#### Excerpt to read
I don't expect we'll ever see such a state – as Bastiat noted, the state, like any living organism, tends naturally to grow – but I thought it might nonetheless be interesting to work out how much it would cost.

Using ukpublicspending.co.uk, I worked out that the annual budget for 'defence' and 'protection', the categories which more or less correspond to those 'core duties' of government mentioned above, is about £70bn. Interestingly, that's about how much VAT set at the minimum rate of 15 percent should raise. Wouldn't it be nice if that was the only tax you paid?

OK, so maybe that's not realistic. But here's a still-radical proposal with a little more relevance to the real world: first, go ahead and restrict the Westminster Parliament to those core functions, and that limited tax base.

Then replace the welfare state with the kind of compulsory savings system that they have in Singapore and Chile, and which the ASI advocated in our reports on the 'Fortune Account'. Essentially, national insurance contributions, rather than going to the government, would go into personal, privately-owned accounts, consisting of health savings, health insurance, unemployment insurance, and a retirement fund.

Then leave the provision of any other services to local government, each unit of which would be responsible for raising its own revenue. They would have to compete with one another to attract residents and businesses, so they would have an incentive to provide the best possible services for the lowest possible cost. It would be a bit like having a free market in governments.

#### Given problem A
From the listing below, output every line starting at the one containing "Practice: locate the person wearing" and ending at the one containing "pixel 1148 591", both included, unchanged.
The excerpt on limited government and the listing come from unrelated sources.

#### Provided information
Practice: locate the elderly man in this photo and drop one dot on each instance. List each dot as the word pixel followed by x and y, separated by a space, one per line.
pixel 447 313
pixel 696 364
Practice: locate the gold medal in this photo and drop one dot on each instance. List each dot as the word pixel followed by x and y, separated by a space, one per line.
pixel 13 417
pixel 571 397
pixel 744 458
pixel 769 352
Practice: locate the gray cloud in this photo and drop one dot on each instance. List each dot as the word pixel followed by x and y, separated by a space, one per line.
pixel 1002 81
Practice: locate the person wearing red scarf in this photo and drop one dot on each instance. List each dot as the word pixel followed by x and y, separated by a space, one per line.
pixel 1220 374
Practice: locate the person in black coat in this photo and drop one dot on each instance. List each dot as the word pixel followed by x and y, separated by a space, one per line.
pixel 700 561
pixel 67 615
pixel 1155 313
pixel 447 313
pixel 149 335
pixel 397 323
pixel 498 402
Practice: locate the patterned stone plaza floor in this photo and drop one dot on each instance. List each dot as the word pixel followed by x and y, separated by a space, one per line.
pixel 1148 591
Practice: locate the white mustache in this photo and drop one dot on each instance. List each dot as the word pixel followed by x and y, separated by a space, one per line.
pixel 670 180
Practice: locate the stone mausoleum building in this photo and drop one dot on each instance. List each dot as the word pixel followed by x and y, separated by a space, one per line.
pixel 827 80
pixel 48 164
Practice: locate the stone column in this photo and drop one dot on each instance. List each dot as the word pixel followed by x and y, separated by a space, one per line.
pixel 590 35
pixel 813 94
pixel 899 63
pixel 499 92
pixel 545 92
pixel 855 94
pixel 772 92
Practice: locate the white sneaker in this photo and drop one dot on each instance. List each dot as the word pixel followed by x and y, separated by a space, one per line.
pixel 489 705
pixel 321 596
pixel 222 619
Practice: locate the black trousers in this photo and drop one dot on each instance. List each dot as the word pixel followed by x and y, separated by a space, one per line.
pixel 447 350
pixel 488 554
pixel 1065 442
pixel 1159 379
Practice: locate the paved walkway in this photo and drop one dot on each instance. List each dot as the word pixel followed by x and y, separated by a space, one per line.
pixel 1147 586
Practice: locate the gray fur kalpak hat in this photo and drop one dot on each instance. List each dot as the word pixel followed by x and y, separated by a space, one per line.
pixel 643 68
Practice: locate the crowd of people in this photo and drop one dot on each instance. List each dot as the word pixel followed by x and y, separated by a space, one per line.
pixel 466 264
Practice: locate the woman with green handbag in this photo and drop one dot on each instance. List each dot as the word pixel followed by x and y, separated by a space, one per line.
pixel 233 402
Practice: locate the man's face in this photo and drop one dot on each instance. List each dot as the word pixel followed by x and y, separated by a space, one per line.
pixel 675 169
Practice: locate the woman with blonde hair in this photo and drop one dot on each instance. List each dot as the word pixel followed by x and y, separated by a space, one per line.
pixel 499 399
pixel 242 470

#### Given problem B
In the excerpt on limited government, which two countries have the kind of compulsory savings system proposed to replace the welfare state?

#### Task answer A
Practice: locate the person wearing red scarf in this photo and drop one dot on each instance. List each dot as the word pixel followed by x and y, separated by a space, one per line.
pixel 1220 374
Practice: locate the person in black coat in this photo and drop one dot on each instance. List each dot as the word pixel followed by x and y, separated by a space, one per line.
pixel 700 561
pixel 67 615
pixel 1155 313
pixel 447 313
pixel 149 335
pixel 397 323
pixel 498 402
Practice: locate the patterned stone plaza floor in this photo and drop one dot on each instance. List each dot as the word pixel followed by x and y, separated by a space, one per line.
pixel 1148 591

#### Task answer B
Singapore and Chile.